● **Aim**: Reproduce every entry exactly and leave its pictures out.

● **Pointing records**:

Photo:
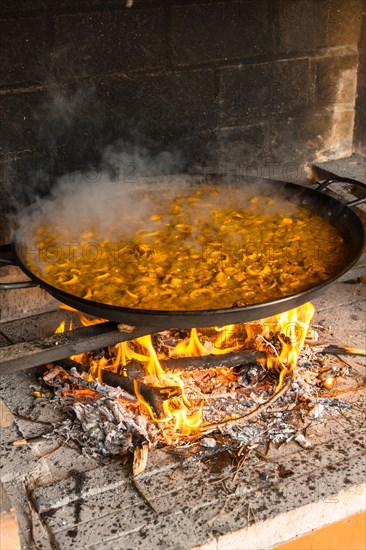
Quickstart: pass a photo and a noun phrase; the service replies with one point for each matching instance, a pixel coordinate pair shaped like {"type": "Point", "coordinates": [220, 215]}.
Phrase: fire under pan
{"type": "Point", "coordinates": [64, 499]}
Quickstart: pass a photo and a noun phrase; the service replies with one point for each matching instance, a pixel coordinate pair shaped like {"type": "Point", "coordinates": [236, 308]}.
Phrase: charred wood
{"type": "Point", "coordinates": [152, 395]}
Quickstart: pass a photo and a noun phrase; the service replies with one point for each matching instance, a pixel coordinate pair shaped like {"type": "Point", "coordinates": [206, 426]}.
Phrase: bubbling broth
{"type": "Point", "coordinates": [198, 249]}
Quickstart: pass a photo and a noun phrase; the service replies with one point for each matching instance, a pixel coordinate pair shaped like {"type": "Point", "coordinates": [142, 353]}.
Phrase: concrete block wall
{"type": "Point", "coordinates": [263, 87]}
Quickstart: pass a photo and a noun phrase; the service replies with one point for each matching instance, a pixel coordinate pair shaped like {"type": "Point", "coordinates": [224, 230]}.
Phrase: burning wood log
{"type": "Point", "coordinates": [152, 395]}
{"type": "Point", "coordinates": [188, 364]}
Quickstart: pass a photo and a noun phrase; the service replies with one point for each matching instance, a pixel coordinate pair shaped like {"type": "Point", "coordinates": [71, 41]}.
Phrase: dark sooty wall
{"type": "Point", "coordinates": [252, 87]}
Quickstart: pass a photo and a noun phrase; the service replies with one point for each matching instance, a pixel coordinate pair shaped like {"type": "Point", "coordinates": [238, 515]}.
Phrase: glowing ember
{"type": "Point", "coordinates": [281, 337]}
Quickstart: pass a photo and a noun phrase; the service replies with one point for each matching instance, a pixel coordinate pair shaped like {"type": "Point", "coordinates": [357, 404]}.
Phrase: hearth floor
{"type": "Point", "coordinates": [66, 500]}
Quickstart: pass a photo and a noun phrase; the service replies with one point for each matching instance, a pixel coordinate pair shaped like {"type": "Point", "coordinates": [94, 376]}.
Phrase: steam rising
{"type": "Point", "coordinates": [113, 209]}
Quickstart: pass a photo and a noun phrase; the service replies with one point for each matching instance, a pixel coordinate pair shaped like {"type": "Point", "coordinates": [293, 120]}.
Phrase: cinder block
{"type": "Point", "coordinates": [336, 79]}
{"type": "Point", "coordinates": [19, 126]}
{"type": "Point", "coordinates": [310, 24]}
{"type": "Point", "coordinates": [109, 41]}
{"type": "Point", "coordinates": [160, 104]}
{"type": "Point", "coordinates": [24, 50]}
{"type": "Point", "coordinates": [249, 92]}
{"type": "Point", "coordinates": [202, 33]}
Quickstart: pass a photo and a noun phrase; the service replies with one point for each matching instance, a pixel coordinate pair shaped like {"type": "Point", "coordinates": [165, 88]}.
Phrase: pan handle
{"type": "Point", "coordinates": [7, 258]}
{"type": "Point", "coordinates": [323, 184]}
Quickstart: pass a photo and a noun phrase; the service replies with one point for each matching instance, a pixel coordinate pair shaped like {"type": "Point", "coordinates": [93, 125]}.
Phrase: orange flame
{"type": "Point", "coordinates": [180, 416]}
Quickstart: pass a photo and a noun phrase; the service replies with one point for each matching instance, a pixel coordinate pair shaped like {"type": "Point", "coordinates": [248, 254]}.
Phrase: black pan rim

● **Response**:
Photo:
Quickstart: pass a photo and a noun phrase; the service replies with one point for each matching instance, a pixel coordinate pair shaped like {"type": "Point", "coordinates": [220, 215]}.
Phrase: fire under pan
{"type": "Point", "coordinates": [64, 499]}
Quickstart: pass a photo and a noun phrase; the service replies with one point for each matching instance, a pixel coordinate pair shaped like {"type": "Point", "coordinates": [236, 308]}.
Phrase: charred wood
{"type": "Point", "coordinates": [152, 395]}
Quickstart: pass a photo and a noun phrase; the service replies with one point for each matching instance, a pixel coordinate pair shaped like {"type": "Point", "coordinates": [206, 426]}.
Phrase: bubbling broth
{"type": "Point", "coordinates": [198, 249]}
Quickstart: pass a photo and a noun phrase; the service replies with one point for each matching instance, a pixel coordinate pair shaped like {"type": "Point", "coordinates": [142, 353]}.
Phrase: concrete block wall
{"type": "Point", "coordinates": [263, 87]}
Quickstart: pass a photo and a noun phrase; the service replies with one point for each matching instance, a pixel coordinate pair shaped like {"type": "Point", "coordinates": [224, 230]}.
Phrase: burning wood log
{"type": "Point", "coordinates": [152, 395]}
{"type": "Point", "coordinates": [188, 364]}
Quickstart: pass a photo and a noun phrase; the service replies with one point for each matching instance, a pixel coordinate pair shaped like {"type": "Point", "coordinates": [71, 41]}.
Phrase: dark sooty wall
{"type": "Point", "coordinates": [252, 87]}
Quickstart: pass a photo and a noun phrase; the service replies with one point for each matching instance, a pixel coordinate pair shaped like {"type": "Point", "coordinates": [238, 515]}.
Phrase: glowing ember
{"type": "Point", "coordinates": [281, 337]}
Quickstart: pass a photo and a noun phrase; the service replies with one point for each matching instance, a pixel coordinate pair shaped like {"type": "Point", "coordinates": [357, 404]}.
Phrase: hearth floor
{"type": "Point", "coordinates": [66, 500]}
Quickstart: pass a photo and a noun phrase; the service replies with one point for each matching instance, a pixel coordinate pair shaped like {"type": "Point", "coordinates": [94, 376]}.
Phrase: steam rising
{"type": "Point", "coordinates": [113, 209]}
Quickstart: pass a photo and a noun phrase; the service replies with one point for each matching instance, a pixel coordinate pair shaped like {"type": "Point", "coordinates": [293, 120]}.
Phrase: cinder block
{"type": "Point", "coordinates": [336, 79]}
{"type": "Point", "coordinates": [19, 126]}
{"type": "Point", "coordinates": [310, 24]}
{"type": "Point", "coordinates": [109, 41]}
{"type": "Point", "coordinates": [160, 104]}
{"type": "Point", "coordinates": [24, 50]}
{"type": "Point", "coordinates": [249, 92]}
{"type": "Point", "coordinates": [202, 33]}
Quickstart: pass a photo and a noun phrase; the service replies with one point for each matching instance, a pixel coordinate pair shaped like {"type": "Point", "coordinates": [165, 88]}.
Phrase: pan handle
{"type": "Point", "coordinates": [7, 258]}
{"type": "Point", "coordinates": [323, 184]}
Quickstart: pass a photo and a noun phrase; the service replies with one point for each matching instance, a pixel coordinate pair shaped like {"type": "Point", "coordinates": [93, 125]}.
Phrase: orange flame
{"type": "Point", "coordinates": [180, 416]}
Quickstart: pass a photo and a noun phrase; the service replies with one point for each matching instance, a pixel coordinate pair shaped like {"type": "Point", "coordinates": [248, 254]}.
Phrase: black pan rim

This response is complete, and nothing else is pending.